Short problem 1 - Can you retype the C-Slow Retiming page from "What is the" to "on complete (sub-)systems instead."?
Short problem 2 - How would you say this sentence from the C-Slow Retiming page in Spanish: "This might make the difference for a wider use of the technology."?

Document segment -

--- --- ---

C-Slow Retiming (CSR) and System Hyper Pipelining (SHP)

It must be stated, that C-Slow Retiming is already very well known. Nevertheless, we do think, that this technique has much more potential than it is currently used. This CloudX initiative is set up to change this and to place real-world examples on the table of anybody who asks for it.

What is the benefit of using SHP on multicores ?

1) The area reduction is immense when multiplying the functionality of cores with SHP instead of instantiating each individual core.

2) The system architecture simplifies, which has an impact on the "multicore memory wall".

3) The power consumption reduces, which has a great impact on the "multicore power wall".

4) A lot of additional benefits on for instance inter-processor communication, multi-threading, ...

What's the difference to known solutions ?

1) SHP is not only used on the CPU engine alone, but on complete (sub-)systems instead.

2) SHP is executed
on RTL and not on the netlist. This enables better system-integration and verification.

This might make the difference for a wider use of the technology.

Theory of CSR

Figure 1: Solving an equation in one cycle.    Figure 2: Solving the same equation in 2 cycles.

Figure 1 shows a simplified example of a digital logic. The combinatorial logic is solved within one cycle. In Figure 2 registers are inserted in the digital logic. The logic result is the same, but it takes now 2 cycles so solve the same combinatorial logic. The point is, that in the second cycle, you can already start a completely independent calculation of a new result. The simplified example also shows, that in theory you can run the clock at twice the speed, so that the overall time to solve one single equation does not change. In other words, by adding registers, you have the chance to solve the same equation twice as often. 

Now let's use this technique on a complete design.

Figure 3: Simplification of single clock design. Figure 4: Single clock design after register insertion.

Any (single clock) design can be defined as a set of inputs, outputs, a graph of logic elements and registers (Figure 3). CSR now executes this register insertion on a more complex design automatically, as can be seen in Figure 4. Now is takes 2 cycles to achieve the same behavior as the original design, but you have a second, totally independent design which uses the combinatorial logic in a time sliced fashion.

It is totally irrelevant, if the original design is already pipelined (as in a CPU for instance). If you follow the rule to insert the same number of registers in any of the original logic paths, you multiply the functionality of the design/core. If the registers are timing driven placed, the performance of a single core remains almost the same. More register levels can be inserted and the functionality multiplies accordingly. The automatic register insertion on RTL simplifies the SoC-implementation, necessary code optimizations (e.g. memories) by hand and the verification process.

--- --- ---

Provided records -
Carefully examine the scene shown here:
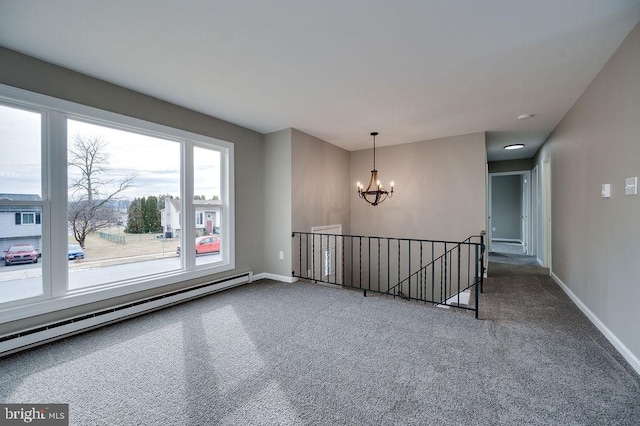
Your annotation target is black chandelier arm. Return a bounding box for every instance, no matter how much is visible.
[358,132,393,206]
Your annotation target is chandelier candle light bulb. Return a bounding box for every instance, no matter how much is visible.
[356,132,393,206]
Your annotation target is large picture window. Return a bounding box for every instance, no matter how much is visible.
[0,104,44,306]
[0,85,235,320]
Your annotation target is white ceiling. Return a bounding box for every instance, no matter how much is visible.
[0,0,640,160]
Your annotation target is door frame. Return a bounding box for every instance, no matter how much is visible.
[487,170,531,254]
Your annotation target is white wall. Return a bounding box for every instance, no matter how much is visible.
[349,133,487,241]
[536,21,640,371]
[292,129,355,234]
[263,129,292,277]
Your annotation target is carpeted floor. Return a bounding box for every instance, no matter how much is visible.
[0,262,640,425]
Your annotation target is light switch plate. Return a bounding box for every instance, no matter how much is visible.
[624,176,638,195]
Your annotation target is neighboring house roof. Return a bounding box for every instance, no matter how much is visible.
[0,194,42,212]
[0,194,42,201]
[160,198,222,212]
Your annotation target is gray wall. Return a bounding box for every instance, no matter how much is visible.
[491,175,522,241]
[291,129,355,234]
[489,158,535,173]
[263,129,292,277]
[349,133,487,240]
[0,47,264,334]
[536,25,640,358]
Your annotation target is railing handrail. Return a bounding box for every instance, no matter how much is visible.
[384,235,484,295]
[291,231,486,318]
[291,231,481,245]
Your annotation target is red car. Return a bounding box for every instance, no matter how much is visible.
[176,235,220,255]
[4,244,38,266]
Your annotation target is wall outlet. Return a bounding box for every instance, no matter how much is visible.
[624,176,638,195]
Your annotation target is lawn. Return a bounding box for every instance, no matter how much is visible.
[69,226,180,263]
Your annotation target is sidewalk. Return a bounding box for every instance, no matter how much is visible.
[0,253,177,282]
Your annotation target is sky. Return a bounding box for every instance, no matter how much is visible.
[0,105,220,200]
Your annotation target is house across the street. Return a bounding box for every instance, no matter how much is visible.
[160,197,222,238]
[0,194,42,258]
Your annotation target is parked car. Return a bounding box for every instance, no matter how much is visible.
[69,244,84,260]
[4,244,39,266]
[176,235,220,256]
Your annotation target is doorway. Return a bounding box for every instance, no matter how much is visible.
[488,170,531,255]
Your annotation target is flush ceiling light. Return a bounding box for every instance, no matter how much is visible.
[357,132,393,206]
[504,143,524,150]
[518,114,535,120]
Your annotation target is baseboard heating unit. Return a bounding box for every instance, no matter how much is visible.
[0,272,253,357]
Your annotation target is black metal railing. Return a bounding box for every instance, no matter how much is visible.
[292,232,485,318]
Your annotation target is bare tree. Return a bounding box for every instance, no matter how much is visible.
[67,135,135,247]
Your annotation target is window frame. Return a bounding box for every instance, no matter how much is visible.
[0,84,235,323]
[20,212,36,226]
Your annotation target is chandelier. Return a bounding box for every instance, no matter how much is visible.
[357,132,393,206]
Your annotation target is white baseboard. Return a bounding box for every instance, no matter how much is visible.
[550,271,640,374]
[253,272,298,283]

--- --- ---

Task response 1 -
What is the benefit of using SHP on multicores ?

1) The area reduction is immense when multiplying the functionality of cores with SHP instead of instantiating each individual core.

2) The system architecture simplifies, which has an impact on the "multicore memory wall".

3) The power consumption reduces, which has a great impact on the "multicore power wall".

4) A lot of additional benefits on for instance inter-processor communication, multi-threading, ...

What's the difference to known solutions ?

1) SHP is not only used on the CPU engine alone, but on complete (sub-)systems instead.

Task response 2 - Esto podría marcar la diferencia para un uso más amplio de la tecnología.